[Excerpt from a dataset]
---*---

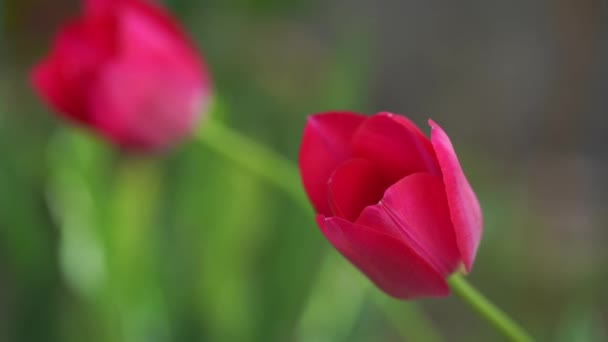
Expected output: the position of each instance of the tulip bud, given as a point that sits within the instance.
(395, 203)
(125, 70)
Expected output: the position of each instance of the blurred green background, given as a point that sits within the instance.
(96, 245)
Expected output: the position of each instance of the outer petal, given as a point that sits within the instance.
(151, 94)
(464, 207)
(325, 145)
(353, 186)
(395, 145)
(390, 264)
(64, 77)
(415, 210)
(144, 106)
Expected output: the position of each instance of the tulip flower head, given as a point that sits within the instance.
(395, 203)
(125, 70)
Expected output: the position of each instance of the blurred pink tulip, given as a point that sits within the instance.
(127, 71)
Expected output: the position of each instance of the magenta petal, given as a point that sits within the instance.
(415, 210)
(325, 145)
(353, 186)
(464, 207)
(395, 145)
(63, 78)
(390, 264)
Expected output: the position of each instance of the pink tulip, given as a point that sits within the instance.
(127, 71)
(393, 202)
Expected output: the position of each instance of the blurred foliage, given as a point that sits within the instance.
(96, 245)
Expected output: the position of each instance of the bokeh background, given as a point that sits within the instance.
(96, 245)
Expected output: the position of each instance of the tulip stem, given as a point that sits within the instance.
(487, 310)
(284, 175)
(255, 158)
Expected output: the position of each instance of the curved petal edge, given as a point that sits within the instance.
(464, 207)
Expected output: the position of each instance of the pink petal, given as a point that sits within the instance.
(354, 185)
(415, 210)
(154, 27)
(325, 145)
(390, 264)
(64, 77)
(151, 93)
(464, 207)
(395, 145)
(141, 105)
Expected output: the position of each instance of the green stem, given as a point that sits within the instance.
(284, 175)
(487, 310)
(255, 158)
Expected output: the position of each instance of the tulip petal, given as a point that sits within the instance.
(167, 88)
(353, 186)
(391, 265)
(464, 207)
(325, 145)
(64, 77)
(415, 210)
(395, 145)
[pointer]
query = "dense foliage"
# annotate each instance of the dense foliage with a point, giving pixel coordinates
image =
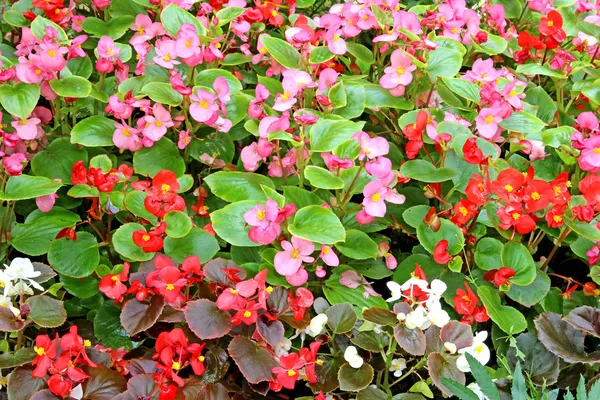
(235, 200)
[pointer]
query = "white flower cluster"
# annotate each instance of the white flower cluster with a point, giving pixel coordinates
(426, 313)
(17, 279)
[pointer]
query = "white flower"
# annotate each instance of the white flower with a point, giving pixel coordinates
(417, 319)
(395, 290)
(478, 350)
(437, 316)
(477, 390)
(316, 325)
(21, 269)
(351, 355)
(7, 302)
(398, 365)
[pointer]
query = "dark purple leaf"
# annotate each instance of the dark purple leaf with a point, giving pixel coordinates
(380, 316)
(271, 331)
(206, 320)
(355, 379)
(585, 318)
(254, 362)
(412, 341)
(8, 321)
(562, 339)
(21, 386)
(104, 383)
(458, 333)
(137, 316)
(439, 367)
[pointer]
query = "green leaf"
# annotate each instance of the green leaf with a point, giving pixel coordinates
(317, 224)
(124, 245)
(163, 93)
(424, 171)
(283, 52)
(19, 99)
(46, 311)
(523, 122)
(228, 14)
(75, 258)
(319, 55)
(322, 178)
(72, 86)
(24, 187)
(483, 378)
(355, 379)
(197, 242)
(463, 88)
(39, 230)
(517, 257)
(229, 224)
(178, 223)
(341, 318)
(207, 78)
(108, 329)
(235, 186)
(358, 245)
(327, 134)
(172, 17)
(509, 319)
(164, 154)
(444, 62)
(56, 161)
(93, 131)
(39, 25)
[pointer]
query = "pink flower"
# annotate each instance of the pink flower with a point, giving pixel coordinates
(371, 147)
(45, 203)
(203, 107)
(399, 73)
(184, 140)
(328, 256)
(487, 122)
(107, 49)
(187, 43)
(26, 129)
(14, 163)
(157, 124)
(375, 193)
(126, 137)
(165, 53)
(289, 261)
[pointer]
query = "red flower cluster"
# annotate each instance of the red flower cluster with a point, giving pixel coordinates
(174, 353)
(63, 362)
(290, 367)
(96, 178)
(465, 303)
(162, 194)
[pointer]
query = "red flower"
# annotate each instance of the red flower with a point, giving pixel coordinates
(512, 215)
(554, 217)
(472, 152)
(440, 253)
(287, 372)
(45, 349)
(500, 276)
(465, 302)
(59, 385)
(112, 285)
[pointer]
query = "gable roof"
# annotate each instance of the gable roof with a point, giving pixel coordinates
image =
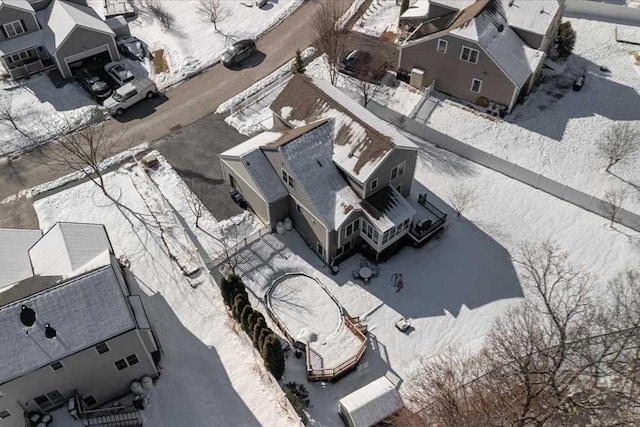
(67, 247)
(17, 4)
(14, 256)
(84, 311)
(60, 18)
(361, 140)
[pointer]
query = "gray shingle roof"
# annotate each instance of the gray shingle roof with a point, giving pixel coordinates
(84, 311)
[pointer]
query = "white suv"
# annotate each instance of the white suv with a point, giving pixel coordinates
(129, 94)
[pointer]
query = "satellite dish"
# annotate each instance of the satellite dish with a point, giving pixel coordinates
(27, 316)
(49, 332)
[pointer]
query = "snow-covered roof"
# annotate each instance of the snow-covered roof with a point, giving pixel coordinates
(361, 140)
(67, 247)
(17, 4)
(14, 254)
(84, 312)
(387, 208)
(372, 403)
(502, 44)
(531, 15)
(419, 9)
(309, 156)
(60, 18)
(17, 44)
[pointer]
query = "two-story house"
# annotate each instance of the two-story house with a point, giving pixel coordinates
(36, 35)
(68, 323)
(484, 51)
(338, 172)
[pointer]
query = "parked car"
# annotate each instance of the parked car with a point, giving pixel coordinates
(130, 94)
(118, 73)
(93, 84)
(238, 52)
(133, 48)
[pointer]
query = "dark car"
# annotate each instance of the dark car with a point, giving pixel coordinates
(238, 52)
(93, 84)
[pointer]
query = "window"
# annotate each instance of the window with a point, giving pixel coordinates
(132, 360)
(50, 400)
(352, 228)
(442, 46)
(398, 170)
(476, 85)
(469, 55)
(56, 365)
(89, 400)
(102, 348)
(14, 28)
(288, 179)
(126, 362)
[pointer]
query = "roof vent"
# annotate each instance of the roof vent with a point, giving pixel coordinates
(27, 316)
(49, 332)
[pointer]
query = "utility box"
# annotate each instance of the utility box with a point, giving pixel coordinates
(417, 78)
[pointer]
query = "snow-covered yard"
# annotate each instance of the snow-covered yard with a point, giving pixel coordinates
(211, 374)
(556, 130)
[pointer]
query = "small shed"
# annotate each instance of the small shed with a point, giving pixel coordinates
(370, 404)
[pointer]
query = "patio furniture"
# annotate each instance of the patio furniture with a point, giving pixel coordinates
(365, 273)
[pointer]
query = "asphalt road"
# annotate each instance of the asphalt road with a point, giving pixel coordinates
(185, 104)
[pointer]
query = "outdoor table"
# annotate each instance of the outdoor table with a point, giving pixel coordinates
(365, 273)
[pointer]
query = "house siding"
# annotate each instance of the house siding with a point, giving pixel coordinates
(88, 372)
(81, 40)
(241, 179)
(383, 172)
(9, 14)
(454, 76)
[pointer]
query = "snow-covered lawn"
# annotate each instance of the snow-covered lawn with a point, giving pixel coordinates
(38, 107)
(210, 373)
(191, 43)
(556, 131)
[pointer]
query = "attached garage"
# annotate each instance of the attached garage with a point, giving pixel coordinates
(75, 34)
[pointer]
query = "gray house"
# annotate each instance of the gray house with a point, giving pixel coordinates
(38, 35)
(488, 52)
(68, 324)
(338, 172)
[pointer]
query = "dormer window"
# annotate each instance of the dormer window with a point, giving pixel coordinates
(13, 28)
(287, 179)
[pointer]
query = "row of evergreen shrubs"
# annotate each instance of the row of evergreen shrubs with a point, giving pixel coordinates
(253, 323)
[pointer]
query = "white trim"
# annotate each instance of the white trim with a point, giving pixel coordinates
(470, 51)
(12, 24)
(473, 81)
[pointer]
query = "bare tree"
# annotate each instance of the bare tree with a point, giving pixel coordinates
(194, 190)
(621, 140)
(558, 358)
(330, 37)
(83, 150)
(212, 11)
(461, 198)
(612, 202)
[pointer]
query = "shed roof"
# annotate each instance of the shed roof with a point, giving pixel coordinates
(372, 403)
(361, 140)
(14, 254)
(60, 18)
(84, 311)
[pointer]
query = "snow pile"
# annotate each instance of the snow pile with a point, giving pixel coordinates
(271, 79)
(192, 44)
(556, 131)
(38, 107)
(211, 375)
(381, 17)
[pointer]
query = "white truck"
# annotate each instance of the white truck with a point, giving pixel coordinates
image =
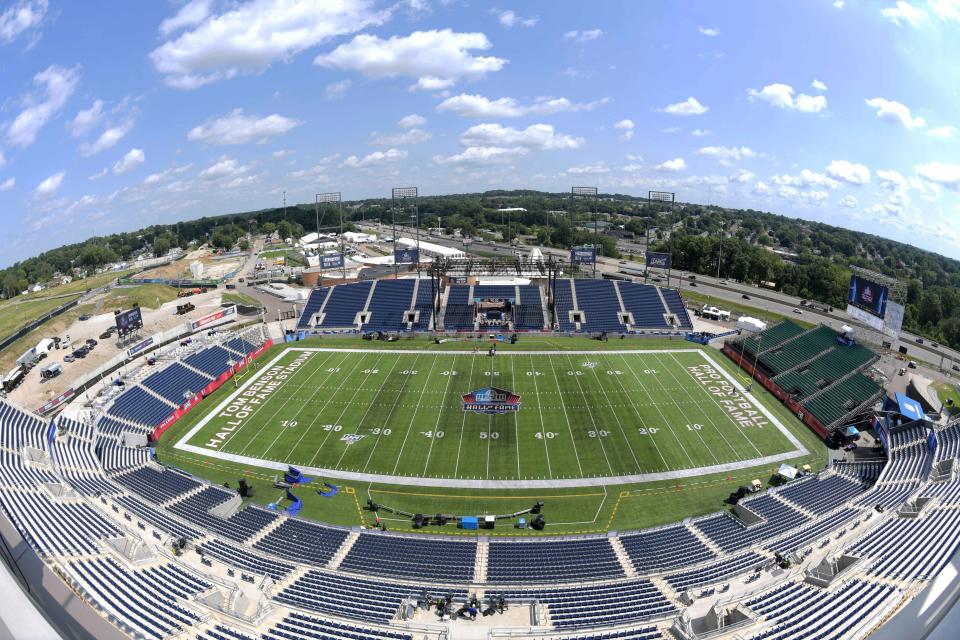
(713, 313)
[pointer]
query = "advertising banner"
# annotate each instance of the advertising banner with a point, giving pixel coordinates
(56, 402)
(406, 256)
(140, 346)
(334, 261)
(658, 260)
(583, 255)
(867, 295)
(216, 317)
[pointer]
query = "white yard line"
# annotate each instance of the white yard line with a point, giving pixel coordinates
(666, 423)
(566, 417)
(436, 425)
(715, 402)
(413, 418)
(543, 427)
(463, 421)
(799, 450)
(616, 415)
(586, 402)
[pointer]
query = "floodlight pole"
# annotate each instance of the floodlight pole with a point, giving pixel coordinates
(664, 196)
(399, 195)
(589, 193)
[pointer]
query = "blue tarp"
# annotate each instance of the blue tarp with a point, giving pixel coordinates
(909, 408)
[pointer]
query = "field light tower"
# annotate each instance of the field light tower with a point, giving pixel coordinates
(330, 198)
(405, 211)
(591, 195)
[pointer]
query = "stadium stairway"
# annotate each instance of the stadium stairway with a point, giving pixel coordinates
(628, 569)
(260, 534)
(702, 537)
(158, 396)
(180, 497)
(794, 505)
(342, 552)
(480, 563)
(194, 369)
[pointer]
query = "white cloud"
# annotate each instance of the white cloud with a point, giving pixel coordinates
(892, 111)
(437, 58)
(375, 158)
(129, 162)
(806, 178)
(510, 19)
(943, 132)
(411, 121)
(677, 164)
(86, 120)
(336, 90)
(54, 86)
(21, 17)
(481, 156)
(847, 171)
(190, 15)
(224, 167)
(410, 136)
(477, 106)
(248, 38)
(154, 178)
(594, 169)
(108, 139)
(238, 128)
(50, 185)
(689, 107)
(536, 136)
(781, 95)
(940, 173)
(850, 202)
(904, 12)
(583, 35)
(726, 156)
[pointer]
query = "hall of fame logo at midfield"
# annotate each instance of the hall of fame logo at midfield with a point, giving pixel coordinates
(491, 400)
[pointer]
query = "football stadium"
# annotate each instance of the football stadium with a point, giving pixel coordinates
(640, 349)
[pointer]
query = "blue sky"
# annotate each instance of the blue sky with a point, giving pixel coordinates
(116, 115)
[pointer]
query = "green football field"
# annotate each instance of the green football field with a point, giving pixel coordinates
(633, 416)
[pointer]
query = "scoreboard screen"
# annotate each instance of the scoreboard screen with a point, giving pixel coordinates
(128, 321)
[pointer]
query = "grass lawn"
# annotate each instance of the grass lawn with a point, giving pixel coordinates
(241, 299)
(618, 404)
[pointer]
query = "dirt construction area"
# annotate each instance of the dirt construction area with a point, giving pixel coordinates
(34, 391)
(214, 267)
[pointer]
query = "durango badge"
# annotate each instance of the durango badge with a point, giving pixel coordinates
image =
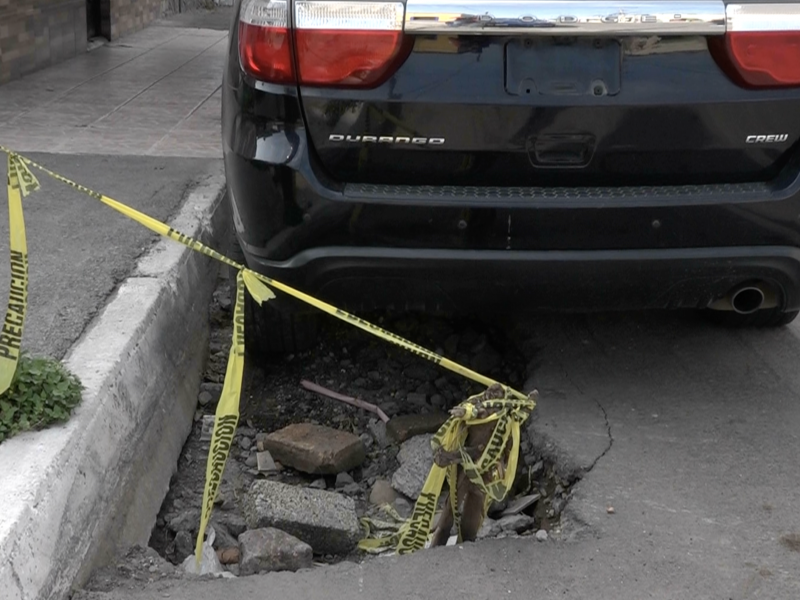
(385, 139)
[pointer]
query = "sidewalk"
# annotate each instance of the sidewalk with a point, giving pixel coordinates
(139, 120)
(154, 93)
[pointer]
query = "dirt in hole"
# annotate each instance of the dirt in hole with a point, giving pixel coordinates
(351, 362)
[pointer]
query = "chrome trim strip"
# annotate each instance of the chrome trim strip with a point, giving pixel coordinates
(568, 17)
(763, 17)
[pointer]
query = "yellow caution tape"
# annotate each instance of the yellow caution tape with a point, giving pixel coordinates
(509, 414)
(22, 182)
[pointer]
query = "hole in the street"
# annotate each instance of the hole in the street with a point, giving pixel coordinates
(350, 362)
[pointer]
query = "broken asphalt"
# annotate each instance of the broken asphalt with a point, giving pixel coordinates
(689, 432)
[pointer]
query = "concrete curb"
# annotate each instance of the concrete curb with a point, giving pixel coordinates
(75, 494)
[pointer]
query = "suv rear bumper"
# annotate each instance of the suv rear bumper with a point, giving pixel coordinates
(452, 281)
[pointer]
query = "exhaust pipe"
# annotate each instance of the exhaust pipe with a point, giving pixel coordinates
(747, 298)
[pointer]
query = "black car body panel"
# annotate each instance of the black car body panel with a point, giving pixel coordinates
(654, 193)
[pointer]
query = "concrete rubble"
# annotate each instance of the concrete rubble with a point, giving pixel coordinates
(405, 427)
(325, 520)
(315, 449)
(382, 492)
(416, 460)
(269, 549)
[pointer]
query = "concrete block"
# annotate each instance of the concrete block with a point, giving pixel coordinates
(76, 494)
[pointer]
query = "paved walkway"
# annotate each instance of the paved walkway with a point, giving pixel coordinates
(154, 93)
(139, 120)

---*---

= WHAT THE EXERCISE ASKS =
Count the lines in the material above that contain the string "covered", matching case exactly, and reply with only that number.

= EXERCISE ANSWER =
6